**Goal:** List each line of the data below that contains the word "with". Case counts.
○ ○ ○ ○ ○ ○ ○
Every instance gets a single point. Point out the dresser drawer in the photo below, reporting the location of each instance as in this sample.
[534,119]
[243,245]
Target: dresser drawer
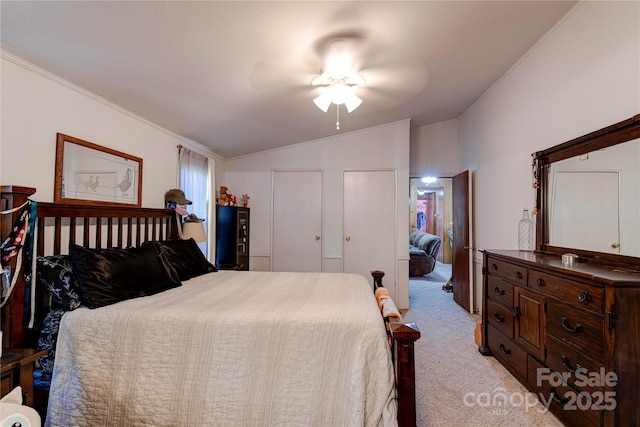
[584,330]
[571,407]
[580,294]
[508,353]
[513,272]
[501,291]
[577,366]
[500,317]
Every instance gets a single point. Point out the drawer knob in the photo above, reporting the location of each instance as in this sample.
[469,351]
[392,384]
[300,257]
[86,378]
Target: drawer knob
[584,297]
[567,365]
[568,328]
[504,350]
○ ○ ○ ○ ○ ○ ○
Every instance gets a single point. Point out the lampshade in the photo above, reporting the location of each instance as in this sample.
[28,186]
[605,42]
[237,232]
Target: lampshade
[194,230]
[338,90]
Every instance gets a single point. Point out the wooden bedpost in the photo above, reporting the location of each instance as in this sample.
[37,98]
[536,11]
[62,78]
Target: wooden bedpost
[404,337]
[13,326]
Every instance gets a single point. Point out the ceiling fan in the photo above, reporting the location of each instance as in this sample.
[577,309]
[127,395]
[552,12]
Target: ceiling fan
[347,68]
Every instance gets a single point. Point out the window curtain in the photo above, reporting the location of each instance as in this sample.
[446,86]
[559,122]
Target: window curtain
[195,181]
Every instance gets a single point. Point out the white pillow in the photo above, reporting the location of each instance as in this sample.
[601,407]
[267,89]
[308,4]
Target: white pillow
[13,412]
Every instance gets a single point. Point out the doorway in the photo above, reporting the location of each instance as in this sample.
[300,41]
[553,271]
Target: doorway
○ ○ ○ ○ ○ ○ ○
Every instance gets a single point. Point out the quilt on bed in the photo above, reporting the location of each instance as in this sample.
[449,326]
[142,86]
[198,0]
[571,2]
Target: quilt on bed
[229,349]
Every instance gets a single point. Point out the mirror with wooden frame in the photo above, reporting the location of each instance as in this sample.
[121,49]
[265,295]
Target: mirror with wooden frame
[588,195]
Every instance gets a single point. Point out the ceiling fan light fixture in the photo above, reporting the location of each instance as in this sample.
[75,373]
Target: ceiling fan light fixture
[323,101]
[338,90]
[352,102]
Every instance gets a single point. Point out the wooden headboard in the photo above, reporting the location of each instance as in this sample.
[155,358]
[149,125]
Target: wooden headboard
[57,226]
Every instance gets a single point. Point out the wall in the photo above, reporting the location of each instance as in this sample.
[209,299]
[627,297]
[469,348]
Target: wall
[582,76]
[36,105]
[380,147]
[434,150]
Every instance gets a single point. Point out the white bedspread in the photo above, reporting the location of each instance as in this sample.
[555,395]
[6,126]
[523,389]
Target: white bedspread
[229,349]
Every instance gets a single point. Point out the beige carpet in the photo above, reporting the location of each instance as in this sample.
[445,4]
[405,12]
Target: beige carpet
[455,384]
○ ○ ○ ○ ○ ○ ○
**Response:**
Every instance gets a single point. Point out the mirror with wooden frame in the photo above, reporting the location of each instance as in this sample.
Target: mirror with wooden frame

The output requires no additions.